__Exercise instructions__
(A) Answer these questions from the letter about written parliamentary questions, one answer per line:
(i) On what date did the Procedures Committee publish its Preliminary Report?
(ii) How often does the Executive publish its own more detailed audits?
(iii) On how many occasions have Ministers attended the Committee to give oral evidence?
(B) Pick up the letter about written parliamentary questions after its final sentence and carry it on.
-- Quoted passage start --
Letter from the Minister for Parliamentary
Business, Scottish Parliament to the Chairman of the Committee
Thank you for your letter of 21 March to the
First Minister seeking information about our contacts with the
Procedures Committee of the Scottish Parliament with regard to
their Enquiry into written Parliamentary Questions and the outcome
of these exchanges.
Whilst it would be wrong to suggest that we
have a series of regular, planned meetings with the Procedures
Committee on the management of parliamentary questions, the Executive
has worked closely with the Committee and we have met on a number
of occasions, as I explain below.
Following representations about the volume of
parliamentary questions and the Executive's speed of response,
the Procedures Committee began an Enquiry and published their
Preliminary Report on 31 August 2000.
The Executive were keen to work constructively with the Committee
and agreed to a working agreement with the broad objective being
"to assist all those responsible for parliamentary questions
to match resources to demand in answering questions lodged; to
seek demonstrable improvements in the turn round time for answering
questions; and to monitor the number of questions lodged."
Joint monitoring arrangements were put in hand at official level
and statistics published in the Parliament's Written Answers Report
covering four week periods. In addition to this, the Executive
publishes its own more detailed quarterly audits (copy of the
audit for July-September 2001 attached). The Committee published
its second report in 2001.
These reports were debated and approved by the Parliament.
These reports are the outcome of discussions
at official level. Formal written evidence from the Executive,
in addition to correspondence as well as more formal meetings
when Ministers and officials attend to give oral evidence to the
Committee. Since 1999, the Committee has met on approximately
10 occasions to discuss substantive issues relating to parliamentary
questions. Ministers have attended on four occasions to give oral
evidence and officials on two occasions.
It may also be worth noting that the Executive
took part in seminars on parliamentary questions arranged by the
Parliament for Members and their assistants.
As explained above, the ongoing Enquiry is a
product of shared objectives and the exchanges have always been
conducted in an open and constructive manner. The outcomes are
probably best identified by referring you to the Committee's reports
and debates which are readily accessible through the Parliament's
website. The Executive continues to be concerned at the overall
volume of questions which shows no sign of abating but in spite
of this the Executive's performance in responding in time to questions
has improved significantly. Whilst the Committee's Enquiry had
its origins in concerns about the quantity of questions
and how they were managed, it quickly became clear that the relevance
and quality of questions were significant issues. The application
and interpretation of the rules of admissibility continue to develop
and be refined but it is for individual Members to take responsibility
for the number, relevance and quality of the questions that they
ask. Consensus in these areas is not easily achieved and we have
to acknowledge that there is a political dimension to the process.
The Committee and the Executive have encouraged
the use of other sources of information, whilst not disputing
a Member's right to ask questions. On occasion, a meeting between
the Member and the relevant Minister has been offered as a more
productive means of providing the information required.
The Executive recognises that it has a responsibility
to answer questions clearly, accurately and timeously. We have
worked hard and continue to do so to improve our internal management
information systems. Our performance has improved as a result
and we shall continue to strive towards answering all written
questions by the due date.
-- Quoted passage end --
-- Extracted entries start --
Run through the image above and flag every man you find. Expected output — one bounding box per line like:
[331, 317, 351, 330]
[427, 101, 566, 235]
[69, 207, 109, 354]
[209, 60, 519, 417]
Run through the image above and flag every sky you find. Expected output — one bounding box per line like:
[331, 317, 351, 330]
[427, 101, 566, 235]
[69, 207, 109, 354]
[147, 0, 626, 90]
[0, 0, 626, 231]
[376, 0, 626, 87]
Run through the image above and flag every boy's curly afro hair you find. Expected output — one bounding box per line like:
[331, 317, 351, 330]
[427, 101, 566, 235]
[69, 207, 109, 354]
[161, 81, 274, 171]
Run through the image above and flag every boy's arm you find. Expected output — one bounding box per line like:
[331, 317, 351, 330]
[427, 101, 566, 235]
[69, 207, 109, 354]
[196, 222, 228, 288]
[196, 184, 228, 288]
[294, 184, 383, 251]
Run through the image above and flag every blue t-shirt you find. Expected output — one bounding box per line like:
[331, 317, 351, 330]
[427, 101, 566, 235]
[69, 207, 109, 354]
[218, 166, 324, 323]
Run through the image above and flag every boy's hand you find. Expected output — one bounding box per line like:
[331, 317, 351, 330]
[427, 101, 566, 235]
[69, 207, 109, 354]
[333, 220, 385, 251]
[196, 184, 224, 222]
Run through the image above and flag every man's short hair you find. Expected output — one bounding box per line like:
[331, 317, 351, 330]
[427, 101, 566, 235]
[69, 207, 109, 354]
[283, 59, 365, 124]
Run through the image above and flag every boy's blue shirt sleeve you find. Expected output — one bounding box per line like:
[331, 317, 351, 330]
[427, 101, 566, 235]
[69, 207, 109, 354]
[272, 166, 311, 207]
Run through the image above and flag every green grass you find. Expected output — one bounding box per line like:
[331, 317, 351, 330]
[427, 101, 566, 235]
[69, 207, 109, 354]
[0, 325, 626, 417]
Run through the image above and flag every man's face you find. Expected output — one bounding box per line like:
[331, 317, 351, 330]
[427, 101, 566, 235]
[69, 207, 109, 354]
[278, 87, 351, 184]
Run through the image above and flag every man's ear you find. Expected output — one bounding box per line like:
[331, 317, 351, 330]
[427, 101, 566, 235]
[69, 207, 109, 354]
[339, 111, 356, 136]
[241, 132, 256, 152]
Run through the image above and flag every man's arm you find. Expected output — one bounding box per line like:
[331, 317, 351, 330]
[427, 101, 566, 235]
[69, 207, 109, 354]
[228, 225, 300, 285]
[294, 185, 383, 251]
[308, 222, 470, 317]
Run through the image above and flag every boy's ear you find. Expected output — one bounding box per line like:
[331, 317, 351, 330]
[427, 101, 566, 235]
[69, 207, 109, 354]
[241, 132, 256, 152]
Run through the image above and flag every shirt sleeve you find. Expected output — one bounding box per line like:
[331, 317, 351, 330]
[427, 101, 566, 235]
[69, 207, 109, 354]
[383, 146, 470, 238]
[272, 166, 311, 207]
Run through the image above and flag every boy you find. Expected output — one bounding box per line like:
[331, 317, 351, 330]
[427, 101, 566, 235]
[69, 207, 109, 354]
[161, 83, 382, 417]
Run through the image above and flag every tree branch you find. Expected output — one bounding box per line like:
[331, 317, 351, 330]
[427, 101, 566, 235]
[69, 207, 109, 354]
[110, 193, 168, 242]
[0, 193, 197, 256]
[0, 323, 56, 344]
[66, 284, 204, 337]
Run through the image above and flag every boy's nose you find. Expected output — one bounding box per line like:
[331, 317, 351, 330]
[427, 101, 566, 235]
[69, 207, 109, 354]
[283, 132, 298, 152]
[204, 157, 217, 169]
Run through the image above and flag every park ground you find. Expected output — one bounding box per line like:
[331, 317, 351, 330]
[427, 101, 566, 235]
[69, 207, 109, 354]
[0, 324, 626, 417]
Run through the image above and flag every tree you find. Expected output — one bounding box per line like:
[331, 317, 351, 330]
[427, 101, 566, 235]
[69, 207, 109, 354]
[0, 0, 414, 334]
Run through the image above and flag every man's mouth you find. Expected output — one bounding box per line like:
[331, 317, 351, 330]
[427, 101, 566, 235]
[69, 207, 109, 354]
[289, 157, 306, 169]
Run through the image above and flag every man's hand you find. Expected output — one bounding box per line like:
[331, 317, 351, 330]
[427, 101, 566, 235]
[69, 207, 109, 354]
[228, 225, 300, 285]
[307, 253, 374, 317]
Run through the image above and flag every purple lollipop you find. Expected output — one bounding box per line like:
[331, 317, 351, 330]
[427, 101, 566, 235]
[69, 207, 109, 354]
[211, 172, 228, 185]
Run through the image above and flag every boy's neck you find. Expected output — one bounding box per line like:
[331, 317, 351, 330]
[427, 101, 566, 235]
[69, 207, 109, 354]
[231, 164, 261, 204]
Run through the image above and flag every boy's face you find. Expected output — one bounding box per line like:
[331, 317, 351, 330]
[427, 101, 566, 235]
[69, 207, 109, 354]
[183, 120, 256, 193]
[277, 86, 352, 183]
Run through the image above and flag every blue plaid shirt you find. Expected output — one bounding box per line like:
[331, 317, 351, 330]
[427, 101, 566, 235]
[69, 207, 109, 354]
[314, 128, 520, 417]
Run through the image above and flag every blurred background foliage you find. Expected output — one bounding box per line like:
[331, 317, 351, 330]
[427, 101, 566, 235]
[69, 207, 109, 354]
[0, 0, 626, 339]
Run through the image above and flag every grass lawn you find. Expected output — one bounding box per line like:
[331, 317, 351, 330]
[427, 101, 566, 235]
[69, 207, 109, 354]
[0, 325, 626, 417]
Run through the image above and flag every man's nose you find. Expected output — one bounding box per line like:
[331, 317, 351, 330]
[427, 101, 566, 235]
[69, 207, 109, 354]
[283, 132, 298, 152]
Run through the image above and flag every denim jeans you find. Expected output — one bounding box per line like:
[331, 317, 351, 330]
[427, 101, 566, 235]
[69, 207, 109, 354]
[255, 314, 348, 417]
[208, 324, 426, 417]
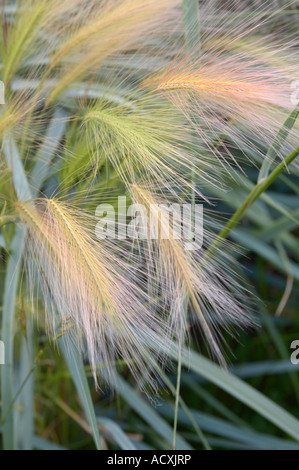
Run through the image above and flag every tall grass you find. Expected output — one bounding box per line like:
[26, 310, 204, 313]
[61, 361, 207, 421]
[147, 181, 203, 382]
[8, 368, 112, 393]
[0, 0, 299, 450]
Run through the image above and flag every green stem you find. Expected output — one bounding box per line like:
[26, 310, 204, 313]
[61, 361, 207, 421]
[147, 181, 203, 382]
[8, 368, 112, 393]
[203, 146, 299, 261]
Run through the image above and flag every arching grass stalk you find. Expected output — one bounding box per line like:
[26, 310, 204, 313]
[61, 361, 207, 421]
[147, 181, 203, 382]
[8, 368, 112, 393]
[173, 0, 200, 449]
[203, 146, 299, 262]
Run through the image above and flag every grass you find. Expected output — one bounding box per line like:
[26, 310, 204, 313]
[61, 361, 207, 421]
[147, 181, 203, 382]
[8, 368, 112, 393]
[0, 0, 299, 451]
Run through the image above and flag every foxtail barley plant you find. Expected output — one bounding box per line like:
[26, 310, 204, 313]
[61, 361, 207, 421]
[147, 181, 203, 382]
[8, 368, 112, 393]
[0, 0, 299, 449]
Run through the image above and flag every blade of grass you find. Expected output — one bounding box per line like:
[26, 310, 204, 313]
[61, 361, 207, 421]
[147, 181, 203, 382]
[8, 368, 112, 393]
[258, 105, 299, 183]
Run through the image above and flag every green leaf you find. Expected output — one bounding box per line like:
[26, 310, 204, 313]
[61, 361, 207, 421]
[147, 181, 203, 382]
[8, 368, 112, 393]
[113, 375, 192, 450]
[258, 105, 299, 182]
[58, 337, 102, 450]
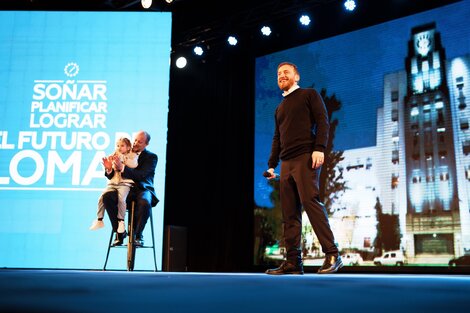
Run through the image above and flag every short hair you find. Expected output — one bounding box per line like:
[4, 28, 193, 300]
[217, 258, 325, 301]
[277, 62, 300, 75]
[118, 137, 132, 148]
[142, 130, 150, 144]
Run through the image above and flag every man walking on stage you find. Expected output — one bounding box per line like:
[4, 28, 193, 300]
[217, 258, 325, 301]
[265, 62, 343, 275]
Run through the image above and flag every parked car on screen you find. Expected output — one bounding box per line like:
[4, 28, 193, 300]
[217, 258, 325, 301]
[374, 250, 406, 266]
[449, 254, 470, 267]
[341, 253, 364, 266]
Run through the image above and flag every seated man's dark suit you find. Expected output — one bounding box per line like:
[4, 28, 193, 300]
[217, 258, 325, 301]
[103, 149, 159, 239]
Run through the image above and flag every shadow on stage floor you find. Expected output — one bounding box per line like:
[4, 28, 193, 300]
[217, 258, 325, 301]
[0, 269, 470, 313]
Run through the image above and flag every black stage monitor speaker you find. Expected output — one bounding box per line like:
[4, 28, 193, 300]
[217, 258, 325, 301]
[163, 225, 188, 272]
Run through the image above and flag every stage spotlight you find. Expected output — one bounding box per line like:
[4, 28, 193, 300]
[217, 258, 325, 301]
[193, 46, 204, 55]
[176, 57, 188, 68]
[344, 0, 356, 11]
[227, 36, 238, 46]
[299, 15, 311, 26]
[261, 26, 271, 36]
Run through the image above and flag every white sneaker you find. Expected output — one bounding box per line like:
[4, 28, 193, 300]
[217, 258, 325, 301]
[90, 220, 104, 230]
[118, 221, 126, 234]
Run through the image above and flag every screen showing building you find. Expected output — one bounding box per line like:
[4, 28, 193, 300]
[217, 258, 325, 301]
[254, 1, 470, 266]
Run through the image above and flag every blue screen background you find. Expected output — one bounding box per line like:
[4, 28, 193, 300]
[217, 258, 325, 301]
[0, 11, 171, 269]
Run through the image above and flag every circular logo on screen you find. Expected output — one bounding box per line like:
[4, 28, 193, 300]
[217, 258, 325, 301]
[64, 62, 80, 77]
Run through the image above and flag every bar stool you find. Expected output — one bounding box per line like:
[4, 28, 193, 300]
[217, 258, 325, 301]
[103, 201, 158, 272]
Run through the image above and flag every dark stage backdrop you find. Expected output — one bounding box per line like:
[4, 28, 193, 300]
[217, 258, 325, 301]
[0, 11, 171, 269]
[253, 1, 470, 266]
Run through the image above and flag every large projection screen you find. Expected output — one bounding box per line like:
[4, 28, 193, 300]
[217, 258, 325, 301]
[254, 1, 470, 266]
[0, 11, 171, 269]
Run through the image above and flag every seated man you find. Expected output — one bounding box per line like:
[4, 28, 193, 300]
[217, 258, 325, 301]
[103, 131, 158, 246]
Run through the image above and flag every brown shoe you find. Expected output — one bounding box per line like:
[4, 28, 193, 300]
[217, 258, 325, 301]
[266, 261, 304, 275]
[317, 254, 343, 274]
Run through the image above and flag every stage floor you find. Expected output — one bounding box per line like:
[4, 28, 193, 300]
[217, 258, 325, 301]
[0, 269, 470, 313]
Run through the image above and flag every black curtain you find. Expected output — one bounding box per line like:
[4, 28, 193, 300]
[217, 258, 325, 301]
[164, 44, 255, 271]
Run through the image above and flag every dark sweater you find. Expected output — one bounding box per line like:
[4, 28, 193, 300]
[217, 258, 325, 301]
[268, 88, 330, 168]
-- Extracted entries end --
-- Extracted entries start --
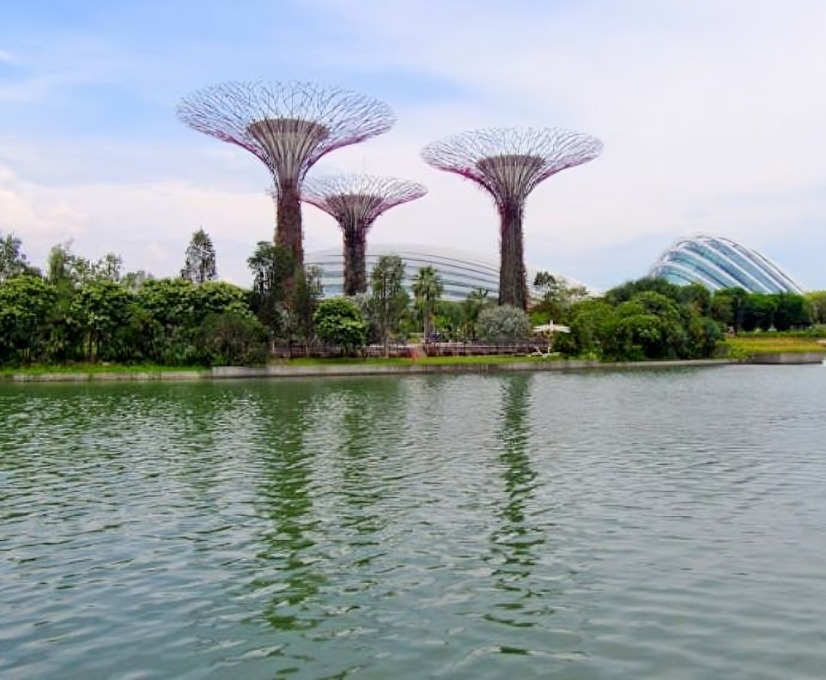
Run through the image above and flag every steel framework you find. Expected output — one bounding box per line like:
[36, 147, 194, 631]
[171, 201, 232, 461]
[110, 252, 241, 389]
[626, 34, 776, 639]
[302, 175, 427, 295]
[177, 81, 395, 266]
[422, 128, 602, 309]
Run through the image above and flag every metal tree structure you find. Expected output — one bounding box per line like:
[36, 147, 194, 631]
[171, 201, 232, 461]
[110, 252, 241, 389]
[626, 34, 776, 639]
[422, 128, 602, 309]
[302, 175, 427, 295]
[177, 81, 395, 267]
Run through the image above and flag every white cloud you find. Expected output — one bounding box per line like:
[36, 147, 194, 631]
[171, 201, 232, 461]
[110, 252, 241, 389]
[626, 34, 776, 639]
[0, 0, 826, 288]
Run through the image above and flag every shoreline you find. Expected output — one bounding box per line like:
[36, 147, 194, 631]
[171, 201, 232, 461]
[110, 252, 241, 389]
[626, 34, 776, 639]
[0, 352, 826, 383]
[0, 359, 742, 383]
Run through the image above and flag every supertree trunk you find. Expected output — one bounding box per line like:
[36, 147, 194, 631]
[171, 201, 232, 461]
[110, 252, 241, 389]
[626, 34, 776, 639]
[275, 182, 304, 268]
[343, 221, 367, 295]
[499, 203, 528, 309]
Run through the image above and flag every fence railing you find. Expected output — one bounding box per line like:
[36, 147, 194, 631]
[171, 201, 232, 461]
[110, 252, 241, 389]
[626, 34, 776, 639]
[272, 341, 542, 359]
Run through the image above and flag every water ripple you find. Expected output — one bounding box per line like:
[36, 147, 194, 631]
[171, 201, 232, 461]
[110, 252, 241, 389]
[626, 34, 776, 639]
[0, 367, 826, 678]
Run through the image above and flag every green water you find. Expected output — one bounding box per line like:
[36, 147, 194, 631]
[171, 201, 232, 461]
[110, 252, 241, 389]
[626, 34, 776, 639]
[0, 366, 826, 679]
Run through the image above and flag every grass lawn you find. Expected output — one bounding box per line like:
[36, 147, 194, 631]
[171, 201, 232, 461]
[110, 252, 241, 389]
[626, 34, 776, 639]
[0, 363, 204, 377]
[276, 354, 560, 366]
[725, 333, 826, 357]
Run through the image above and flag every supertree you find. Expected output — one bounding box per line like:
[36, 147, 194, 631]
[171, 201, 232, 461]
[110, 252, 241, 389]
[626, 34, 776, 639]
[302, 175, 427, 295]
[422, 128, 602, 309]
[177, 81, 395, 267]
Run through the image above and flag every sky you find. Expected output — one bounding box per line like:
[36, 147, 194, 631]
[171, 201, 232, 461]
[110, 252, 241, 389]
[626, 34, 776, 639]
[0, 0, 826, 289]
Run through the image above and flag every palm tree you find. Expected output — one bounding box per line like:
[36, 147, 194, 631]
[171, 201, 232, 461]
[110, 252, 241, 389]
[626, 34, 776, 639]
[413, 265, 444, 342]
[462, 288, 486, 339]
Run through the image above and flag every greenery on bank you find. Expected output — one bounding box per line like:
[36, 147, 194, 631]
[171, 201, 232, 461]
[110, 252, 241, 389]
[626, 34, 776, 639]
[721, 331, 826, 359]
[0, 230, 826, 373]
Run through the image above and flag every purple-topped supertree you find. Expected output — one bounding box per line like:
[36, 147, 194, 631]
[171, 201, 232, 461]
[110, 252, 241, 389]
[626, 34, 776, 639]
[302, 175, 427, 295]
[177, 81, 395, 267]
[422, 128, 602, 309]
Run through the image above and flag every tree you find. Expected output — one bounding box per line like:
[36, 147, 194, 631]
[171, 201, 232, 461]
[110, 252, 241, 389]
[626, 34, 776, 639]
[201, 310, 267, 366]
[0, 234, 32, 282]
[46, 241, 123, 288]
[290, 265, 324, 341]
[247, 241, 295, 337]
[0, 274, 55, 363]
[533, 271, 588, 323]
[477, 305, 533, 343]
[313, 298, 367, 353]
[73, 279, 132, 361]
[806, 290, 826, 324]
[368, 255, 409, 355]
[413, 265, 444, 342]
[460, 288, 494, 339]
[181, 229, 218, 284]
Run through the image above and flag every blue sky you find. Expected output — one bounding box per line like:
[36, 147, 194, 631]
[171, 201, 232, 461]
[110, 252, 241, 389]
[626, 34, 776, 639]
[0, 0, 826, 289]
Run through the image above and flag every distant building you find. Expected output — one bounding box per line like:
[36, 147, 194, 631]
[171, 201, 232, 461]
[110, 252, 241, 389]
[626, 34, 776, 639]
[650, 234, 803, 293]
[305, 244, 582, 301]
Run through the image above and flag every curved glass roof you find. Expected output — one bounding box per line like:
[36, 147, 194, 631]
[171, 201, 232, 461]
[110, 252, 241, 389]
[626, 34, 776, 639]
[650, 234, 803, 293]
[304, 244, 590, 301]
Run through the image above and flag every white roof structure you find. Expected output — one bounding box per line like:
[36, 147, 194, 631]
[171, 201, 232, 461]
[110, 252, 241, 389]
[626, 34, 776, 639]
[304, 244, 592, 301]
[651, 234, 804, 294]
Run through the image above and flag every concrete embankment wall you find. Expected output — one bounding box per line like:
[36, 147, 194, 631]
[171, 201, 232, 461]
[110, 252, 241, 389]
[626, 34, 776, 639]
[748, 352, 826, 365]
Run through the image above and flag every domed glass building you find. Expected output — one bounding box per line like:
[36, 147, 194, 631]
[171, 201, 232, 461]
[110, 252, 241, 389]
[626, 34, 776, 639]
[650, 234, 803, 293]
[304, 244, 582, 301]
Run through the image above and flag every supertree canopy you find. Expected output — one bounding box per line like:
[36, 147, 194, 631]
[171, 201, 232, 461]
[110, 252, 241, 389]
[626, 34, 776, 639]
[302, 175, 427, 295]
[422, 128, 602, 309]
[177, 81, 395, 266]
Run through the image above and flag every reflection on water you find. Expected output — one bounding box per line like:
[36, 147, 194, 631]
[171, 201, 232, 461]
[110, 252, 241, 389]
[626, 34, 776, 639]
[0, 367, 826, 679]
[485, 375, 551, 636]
-- Extracted entries end --
__Responses for each task__
(A)
(i) 31 August 2000
(ii) Quarterly
(iii) Four

(B)
Perhaps one of the most obvious differences
between procedures at Westminster and Holyrood is that questions
are permitted during recess periods in the Scottish Parliament.
An outright embargo on questions during recess was considered
and rejected by the Committee. However, the Parliament recently
changed it Standing Orders to allow 28 days (as compared with
the usual 14 days) for answering questions lodged in the week
before a recess of more than four days and throughout that recess.
This has enabled the Executive to more efficiently manage the
process during long holiday periods. The Committee has undertaken
to review the matter.
Other practical changes have been made such
as identifying "inspired" questions (ie, questions arranged
through a Member to convey Executive policy) in the Parliament's
Written Answers Report; and the date of the holding answer is
shown against the substantive answer in the Written Answers Report.
In addition, we make available to Members, their assistants and
Parliament staff, electronic copies of the Executive's business
directory to enable direct contact to be made with Executive officials
for urgent factual information not readily available elsewhere.
This has not, however, resulted in any discernible reduction in
the volume of questions.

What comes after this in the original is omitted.